------ RECORDS FOR THE TASK
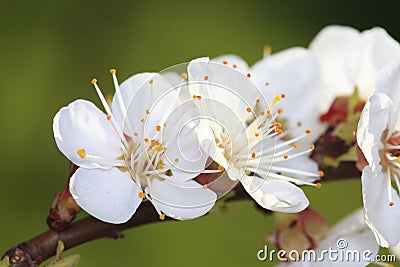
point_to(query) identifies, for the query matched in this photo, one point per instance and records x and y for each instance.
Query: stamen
(184, 75)
(101, 96)
(81, 152)
(118, 91)
(267, 50)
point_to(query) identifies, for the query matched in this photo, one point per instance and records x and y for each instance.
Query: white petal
(276, 195)
(224, 86)
(382, 218)
(338, 50)
(181, 200)
(81, 125)
(380, 49)
(183, 154)
(109, 195)
(230, 59)
(389, 84)
(373, 122)
(295, 73)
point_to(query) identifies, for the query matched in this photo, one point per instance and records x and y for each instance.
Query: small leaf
(5, 262)
(70, 261)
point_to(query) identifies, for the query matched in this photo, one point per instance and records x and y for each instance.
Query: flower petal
(82, 126)
(109, 195)
(276, 195)
(233, 60)
(381, 218)
(338, 50)
(181, 200)
(373, 122)
(380, 49)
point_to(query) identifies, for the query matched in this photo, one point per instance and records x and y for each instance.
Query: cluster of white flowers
(162, 130)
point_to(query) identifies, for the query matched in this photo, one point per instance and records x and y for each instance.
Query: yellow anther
(267, 50)
(276, 99)
(184, 75)
(141, 195)
(81, 152)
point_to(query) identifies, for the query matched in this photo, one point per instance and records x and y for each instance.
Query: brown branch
(36, 250)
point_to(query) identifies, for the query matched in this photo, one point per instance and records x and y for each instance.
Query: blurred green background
(50, 50)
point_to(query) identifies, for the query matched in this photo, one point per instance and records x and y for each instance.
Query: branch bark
(40, 248)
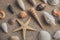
------------
**TASK DETAILS:** Copy every record exactly as written, leaving out the pictures.

**TASK RESPONSE:**
point_to(query) identifies, for the query matched in this photo, one point per instance and records x and y for each instance.
Query: stamen
(184, 75)
(101, 96)
(81, 152)
(118, 91)
(267, 50)
point_to(query) identifies, for the query matched in this photo, one point per instance and records x and y for each instance.
Query: white petal
(276, 195)
(224, 86)
(382, 218)
(338, 50)
(181, 200)
(81, 125)
(380, 49)
(183, 154)
(109, 195)
(230, 59)
(389, 84)
(373, 122)
(295, 73)
point_to(query) identifies, for the query matched in this photo, one point per instance and records x and y for each instance.
Query: small leaf
(5, 262)
(70, 261)
point_to(query) identifies, for the query matched in this photo, one point per instance and records x and y for each instance.
Query: flower petal
(82, 126)
(109, 195)
(276, 195)
(233, 60)
(381, 218)
(338, 50)
(181, 200)
(373, 122)
(380, 49)
point_to(query) identifies, for the query matched in this photo, one point per instance and records x and y for each instance.
Query: cluster of white flowers
(162, 130)
point_to(query) identifies, for the query matched in this photo, one point per instance and records x and y for each instance.
Query: yellow anther
(267, 50)
(276, 99)
(184, 75)
(141, 195)
(81, 152)
point_to(query) identifies, for the query matched in this photo, one point per instance and records x and y for each instance.
Query: brown branch
(36, 250)
point_to(query) identifies, for the query matched in this photo, one point per instance and records x and y for each instance.
Query: blurred green background
(50, 50)
point_to(query) identifies, for the query matched in this photo, one point per instance and records x and y for each instance.
Query: branch bark
(40, 248)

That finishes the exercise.